◆ YOUR GOAL ◆
How many lines in the items below contain the string "marina"? Case counts, and the reply should be the number alone.
[start MATERIAL]
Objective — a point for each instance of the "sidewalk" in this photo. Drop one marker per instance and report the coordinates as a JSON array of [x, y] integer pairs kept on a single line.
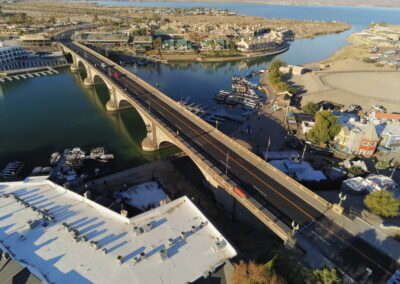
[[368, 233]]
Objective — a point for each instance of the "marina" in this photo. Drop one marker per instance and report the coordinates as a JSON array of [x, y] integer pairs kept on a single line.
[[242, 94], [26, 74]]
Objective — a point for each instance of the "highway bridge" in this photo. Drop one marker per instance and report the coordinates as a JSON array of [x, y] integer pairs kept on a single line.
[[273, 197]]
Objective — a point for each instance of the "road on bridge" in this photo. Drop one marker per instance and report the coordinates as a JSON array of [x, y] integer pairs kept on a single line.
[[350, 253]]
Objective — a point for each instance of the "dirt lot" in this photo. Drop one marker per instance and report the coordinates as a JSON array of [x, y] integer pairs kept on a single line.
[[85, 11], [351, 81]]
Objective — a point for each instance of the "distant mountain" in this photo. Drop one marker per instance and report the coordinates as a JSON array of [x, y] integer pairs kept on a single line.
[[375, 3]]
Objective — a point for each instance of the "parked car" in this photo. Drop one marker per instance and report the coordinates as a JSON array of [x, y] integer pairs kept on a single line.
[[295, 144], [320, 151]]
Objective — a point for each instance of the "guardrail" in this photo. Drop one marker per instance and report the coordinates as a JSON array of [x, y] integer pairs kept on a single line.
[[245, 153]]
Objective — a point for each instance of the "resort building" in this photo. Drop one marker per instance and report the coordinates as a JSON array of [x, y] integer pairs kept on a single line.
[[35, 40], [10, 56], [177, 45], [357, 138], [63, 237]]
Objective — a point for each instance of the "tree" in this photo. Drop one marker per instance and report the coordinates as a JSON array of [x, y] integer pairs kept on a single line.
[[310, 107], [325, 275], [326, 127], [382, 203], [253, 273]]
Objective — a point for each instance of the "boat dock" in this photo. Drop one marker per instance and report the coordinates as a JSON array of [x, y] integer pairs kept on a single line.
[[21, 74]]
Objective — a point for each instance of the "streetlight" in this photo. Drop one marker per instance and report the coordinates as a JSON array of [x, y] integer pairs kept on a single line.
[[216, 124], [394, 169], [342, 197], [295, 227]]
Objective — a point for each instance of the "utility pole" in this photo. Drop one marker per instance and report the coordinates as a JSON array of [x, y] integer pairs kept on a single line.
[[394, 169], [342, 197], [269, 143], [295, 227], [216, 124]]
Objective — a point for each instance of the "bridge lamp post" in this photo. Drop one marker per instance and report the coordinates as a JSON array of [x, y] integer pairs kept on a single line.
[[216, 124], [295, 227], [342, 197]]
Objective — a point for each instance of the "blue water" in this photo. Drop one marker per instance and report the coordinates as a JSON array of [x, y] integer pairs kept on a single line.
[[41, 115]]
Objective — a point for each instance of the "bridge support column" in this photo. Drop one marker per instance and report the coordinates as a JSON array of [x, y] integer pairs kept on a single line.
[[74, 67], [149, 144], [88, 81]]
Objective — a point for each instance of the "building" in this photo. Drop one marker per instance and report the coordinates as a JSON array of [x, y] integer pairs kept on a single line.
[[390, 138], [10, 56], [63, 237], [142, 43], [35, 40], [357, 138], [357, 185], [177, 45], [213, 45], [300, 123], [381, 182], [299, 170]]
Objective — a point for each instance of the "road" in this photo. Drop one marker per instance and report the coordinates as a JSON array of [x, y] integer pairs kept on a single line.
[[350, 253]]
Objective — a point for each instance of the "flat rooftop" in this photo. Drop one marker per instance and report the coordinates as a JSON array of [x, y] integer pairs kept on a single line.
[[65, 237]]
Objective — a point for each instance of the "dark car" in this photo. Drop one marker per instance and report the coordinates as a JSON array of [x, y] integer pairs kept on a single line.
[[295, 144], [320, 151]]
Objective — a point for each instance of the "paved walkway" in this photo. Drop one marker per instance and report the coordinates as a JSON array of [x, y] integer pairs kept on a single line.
[end MATERIAL]
[start MATERIAL]
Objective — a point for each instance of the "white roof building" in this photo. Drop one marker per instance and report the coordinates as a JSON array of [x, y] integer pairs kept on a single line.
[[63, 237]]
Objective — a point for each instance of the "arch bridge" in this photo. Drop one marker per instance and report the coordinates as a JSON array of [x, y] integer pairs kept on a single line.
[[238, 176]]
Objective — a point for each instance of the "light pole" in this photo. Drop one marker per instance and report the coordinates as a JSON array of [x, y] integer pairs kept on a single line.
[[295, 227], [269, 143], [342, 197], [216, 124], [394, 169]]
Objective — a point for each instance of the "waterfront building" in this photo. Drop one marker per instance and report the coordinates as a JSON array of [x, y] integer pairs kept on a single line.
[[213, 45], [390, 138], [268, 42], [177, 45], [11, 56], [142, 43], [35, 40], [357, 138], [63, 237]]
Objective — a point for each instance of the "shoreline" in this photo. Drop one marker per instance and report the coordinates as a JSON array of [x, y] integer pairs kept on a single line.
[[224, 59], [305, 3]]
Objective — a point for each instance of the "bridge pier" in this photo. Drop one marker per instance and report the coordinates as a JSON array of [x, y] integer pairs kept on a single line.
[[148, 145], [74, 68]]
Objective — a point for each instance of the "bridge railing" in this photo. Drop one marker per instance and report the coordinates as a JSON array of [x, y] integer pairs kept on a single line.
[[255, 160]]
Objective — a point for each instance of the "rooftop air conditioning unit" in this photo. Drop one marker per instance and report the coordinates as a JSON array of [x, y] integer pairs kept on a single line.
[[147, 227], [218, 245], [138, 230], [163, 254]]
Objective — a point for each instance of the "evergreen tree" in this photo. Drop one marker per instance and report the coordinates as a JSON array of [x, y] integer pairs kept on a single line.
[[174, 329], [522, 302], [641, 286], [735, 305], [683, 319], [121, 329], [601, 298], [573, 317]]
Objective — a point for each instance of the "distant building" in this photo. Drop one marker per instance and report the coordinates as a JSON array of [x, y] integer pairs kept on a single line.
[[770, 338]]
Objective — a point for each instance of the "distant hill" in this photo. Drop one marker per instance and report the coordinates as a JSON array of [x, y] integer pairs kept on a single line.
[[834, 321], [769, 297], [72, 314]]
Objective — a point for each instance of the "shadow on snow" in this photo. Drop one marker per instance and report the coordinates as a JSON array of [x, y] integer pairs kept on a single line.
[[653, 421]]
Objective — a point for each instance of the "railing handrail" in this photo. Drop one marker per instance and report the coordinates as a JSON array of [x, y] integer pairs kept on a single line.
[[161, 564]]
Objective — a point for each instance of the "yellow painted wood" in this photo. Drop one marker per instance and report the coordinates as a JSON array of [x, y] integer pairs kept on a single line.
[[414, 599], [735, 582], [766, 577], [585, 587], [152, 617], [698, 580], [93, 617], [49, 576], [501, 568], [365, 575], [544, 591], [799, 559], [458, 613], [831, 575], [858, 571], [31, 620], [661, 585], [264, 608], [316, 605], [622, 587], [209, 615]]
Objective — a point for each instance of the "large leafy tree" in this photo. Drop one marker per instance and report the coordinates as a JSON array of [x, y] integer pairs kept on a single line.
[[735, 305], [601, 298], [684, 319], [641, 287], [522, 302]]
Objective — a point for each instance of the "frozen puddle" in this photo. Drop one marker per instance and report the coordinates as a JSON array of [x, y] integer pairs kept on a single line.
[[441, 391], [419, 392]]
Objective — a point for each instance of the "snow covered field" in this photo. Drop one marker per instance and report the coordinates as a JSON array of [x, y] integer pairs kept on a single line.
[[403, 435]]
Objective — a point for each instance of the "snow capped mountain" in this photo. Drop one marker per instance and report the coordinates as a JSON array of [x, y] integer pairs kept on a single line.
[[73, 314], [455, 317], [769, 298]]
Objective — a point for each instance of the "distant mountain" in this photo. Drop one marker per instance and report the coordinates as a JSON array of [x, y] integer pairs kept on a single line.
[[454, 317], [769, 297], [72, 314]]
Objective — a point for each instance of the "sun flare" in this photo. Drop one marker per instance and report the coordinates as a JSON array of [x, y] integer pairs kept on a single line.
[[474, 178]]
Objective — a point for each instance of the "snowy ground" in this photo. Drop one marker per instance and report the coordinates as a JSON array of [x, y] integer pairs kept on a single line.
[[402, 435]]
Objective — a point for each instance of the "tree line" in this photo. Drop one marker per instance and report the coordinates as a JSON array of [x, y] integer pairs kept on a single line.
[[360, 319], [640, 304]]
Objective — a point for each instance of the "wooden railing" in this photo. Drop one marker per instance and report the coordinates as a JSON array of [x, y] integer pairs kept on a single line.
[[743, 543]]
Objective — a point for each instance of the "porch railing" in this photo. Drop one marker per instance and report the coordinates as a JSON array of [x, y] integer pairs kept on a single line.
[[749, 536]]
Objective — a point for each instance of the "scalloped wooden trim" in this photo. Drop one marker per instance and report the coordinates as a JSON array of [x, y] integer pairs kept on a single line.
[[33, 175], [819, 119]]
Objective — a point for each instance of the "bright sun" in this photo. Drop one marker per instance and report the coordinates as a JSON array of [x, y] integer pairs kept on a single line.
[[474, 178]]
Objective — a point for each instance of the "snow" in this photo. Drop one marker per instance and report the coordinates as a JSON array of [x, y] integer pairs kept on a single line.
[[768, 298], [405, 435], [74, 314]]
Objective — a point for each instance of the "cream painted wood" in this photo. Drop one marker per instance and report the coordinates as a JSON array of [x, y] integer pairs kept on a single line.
[end MATERIAL]
◆ WRITTEN RESPONSE ◆
1